---- Material provided
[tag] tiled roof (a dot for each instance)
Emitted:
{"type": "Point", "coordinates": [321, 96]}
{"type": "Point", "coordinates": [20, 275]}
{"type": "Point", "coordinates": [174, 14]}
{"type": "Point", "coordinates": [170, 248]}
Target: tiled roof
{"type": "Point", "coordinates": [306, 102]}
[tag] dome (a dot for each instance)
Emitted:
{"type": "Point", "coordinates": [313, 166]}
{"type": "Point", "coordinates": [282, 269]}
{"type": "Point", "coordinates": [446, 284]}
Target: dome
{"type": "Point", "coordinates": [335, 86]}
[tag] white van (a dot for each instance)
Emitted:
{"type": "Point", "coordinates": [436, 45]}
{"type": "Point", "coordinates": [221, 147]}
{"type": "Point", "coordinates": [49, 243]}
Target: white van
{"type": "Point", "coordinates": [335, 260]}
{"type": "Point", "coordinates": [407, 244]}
--------
---- Material provided
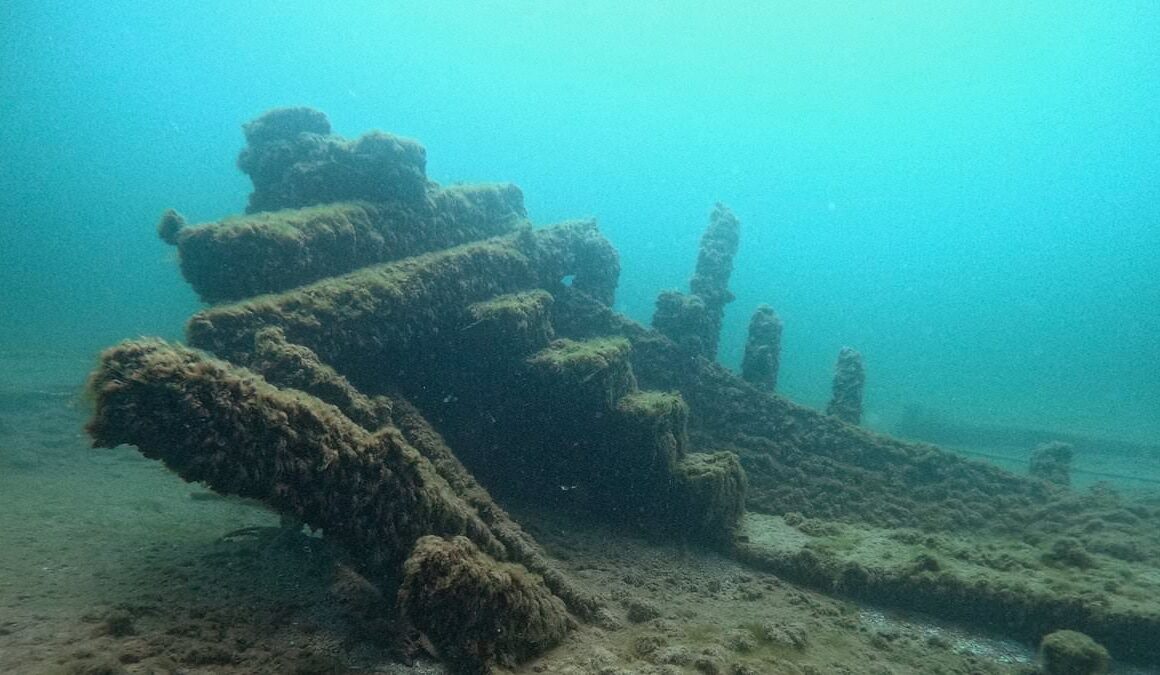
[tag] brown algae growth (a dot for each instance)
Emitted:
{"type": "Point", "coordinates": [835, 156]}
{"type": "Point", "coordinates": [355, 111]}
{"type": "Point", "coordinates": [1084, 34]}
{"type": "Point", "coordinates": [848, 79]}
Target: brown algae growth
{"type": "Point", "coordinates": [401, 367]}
--------
---- Material provided
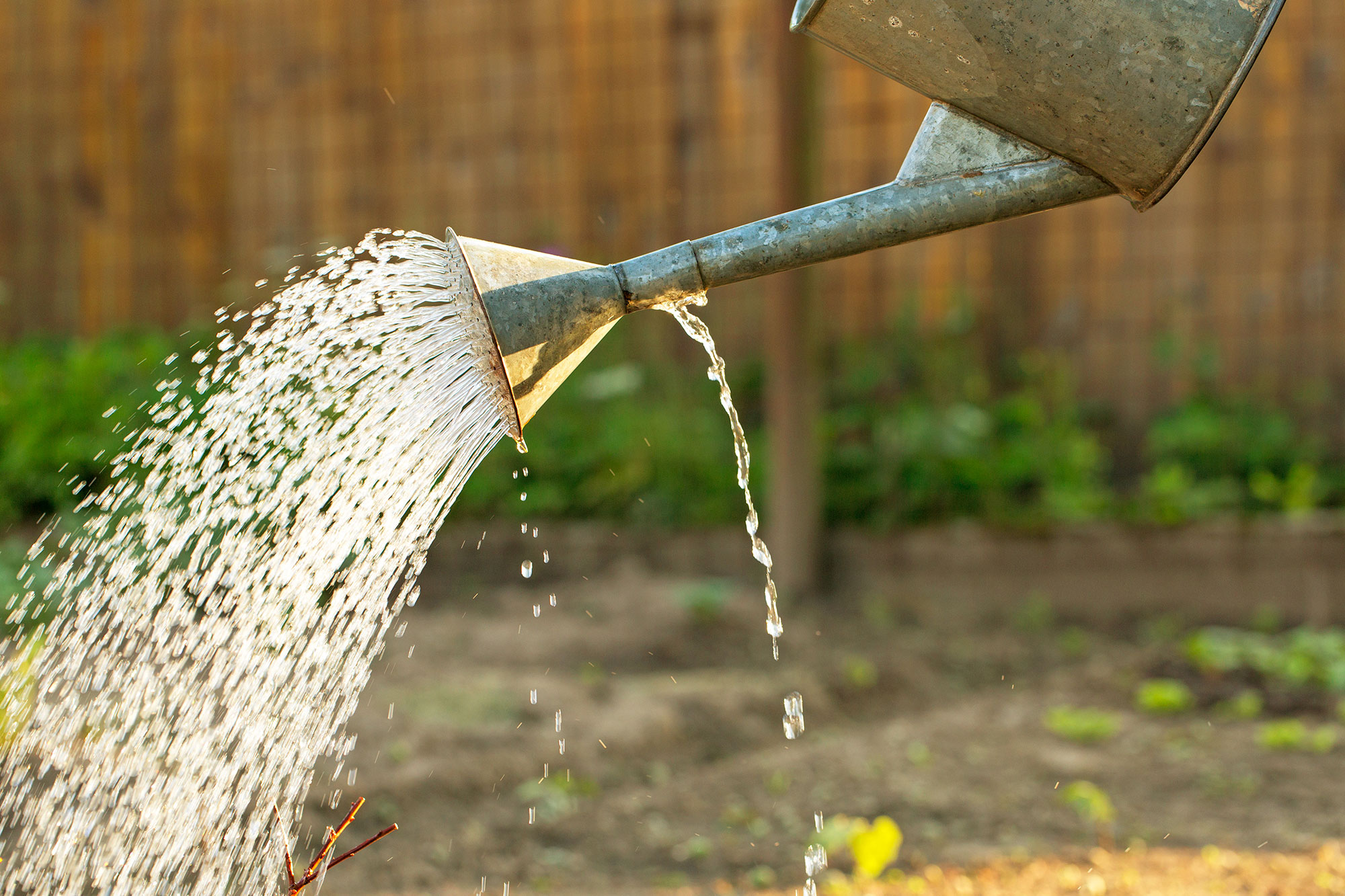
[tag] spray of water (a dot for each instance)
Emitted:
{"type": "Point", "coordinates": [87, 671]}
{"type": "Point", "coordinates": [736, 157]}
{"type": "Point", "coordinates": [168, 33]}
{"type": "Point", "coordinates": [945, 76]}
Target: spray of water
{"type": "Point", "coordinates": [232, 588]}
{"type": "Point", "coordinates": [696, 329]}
--------
Set task:
Which lines of the listing above contain the string "each"? Gather them all and copy every one out in full.

Result:
[tag] tiled roof (a dot for each instance)
[tag] dome (a dot for each instance)
[tag] white van (a dot for each instance)
[tag] brown algae growth (a dot for each instance)
[tag] spray of water (a dot for each instance)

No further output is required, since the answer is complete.